PAGE EXCERPT:
# What would you call this?



## IBBruin (Feb 10, 2009)

I guy here local has this for sale.


----------



## KMKjr (Jan 9, 2009)

The ******* Trike


----------



## MeanGreen198 (Apr 28, 2009)

wow... it's a hybrid!


----------



## codyh (Mar 30, 2009)

a bike from sons of anarchy lol


----------



## cojack (Aug 13, 2009)

Looks like somethin that would rip your left leg off while riding it....Though looks like fun lol


----------



## RDWD (May 11, 2009)

My next purchase.


----------



## Polaris425 (Dec 16, 2004)

cojack said:


> Looks like somethin that would rip your left leg off while riding it....Though looks like fun lol


i thought the same thing!


----------



## FABMAN (Dec 18, 2008)

It looks like it was a lawn mower. I think that is a briggs & stratton in it? 12hp? hay wheres the deck for it id mow my lawn with it!


----------



## IBBruin (Feb 10, 2009)

It ends up with a chain drive to the SRA. Someone actually mounted a ATV disc brake on the rear axle. It's electric start. He tried to start it for me but fuel dripped out of the carb and it never would hit. I'd call it an accident waiting to happen.


----------



## Masher (Jan 16, 2009)

Deathtrap Trike.


----------



## RDs Neighbor (Jun 24, 2009)

A piece of s--t.


----------



## 650Brute (Dec 18, 2008)

junk


----------



## walker (Apr 5, 2009)

death on 3 wheels


----------



## TX4PLAY (Jan 18, 2009)

I think I remember a guy with a mohawk and spike shoulder pads riding that on Mad Max.


----------



## hondarecoveryman (Feb 28, 2009)

That was a brave soul that put the air pressure to those 30 year old good year polyglass rear tires


----------

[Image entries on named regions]
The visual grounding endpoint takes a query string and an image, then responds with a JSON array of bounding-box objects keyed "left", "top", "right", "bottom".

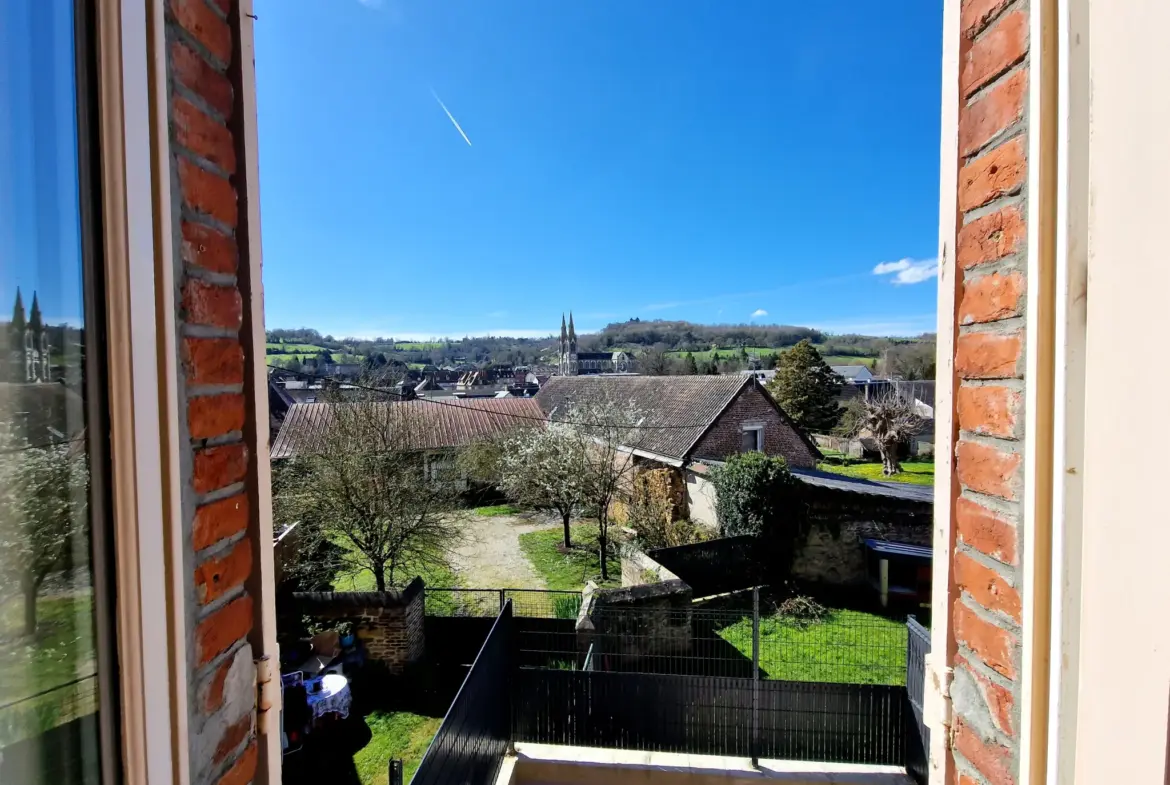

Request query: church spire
[
  {"left": 12, "top": 287, "right": 26, "bottom": 330},
  {"left": 28, "top": 291, "right": 44, "bottom": 332}
]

TASK: Edit the forum thread starting with "It ends up with" and going on through "(Jan 16, 2009)", replacing "disc brake" with "drum brake".

THE SOLUTION:
It ends up with a chain drive to the SRA. Someone actually mounted a ATV drum brake on the rear axle. It's electric start. He tried to start it for me but fuel dripped out of the carb and it never would hit. I'd call it an accident waiting to happen.


----------



## Masher (Jan 16, 2009)